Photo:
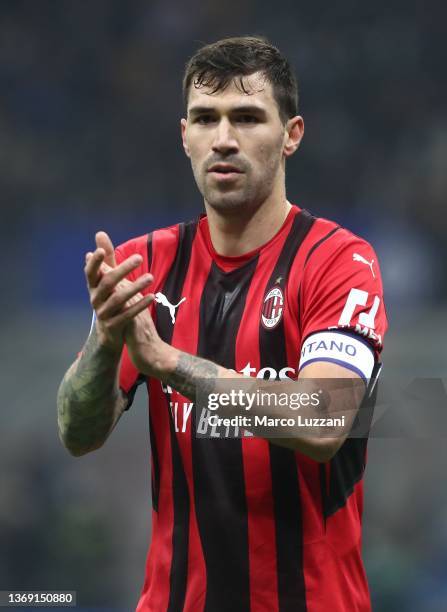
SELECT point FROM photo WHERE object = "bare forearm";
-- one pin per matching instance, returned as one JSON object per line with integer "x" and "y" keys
{"x": 89, "y": 402}
{"x": 196, "y": 378}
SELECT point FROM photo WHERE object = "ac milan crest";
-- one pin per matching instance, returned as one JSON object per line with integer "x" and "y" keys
{"x": 272, "y": 308}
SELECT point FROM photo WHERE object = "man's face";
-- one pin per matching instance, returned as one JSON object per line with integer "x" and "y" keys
{"x": 236, "y": 143}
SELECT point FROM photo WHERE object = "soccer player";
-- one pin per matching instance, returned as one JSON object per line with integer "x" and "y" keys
{"x": 259, "y": 287}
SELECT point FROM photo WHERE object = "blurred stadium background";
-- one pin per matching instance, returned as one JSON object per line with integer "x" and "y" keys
{"x": 89, "y": 130}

-- Task goal --
Copy every line of the data above character for character, leaving out the picture.

-- Finished task --
Photo:
SELECT point FROM photo WHERE object = "bare forearm";
-- one pin per matching instance, returned as one JSON object per line with integer "x" and "y" keys
{"x": 89, "y": 402}
{"x": 196, "y": 378}
SELECT point FROM photo WHERE object = "ac milan crest";
-- one pin per matching instance, returned as one JSON object per line with integer "x" and "y" keys
{"x": 272, "y": 308}
SELECT point FROM photo WHERE object = "man's face";
-- one pin per matching instance, returned as one JSON object per line with integer "x" and "y" keys
{"x": 236, "y": 143}
SELECT point FROM photo WHERE object = "soccer player";
-- one pin per matching instance, returned as one JSON object per line with integer "x" and "y" keys
{"x": 259, "y": 287}
SELECT point FROM photo WHERE object = "blurred stadium background";
-- one pin per matching instance, returned as one JSON object per line with integer "x" and "y" keys
{"x": 89, "y": 130}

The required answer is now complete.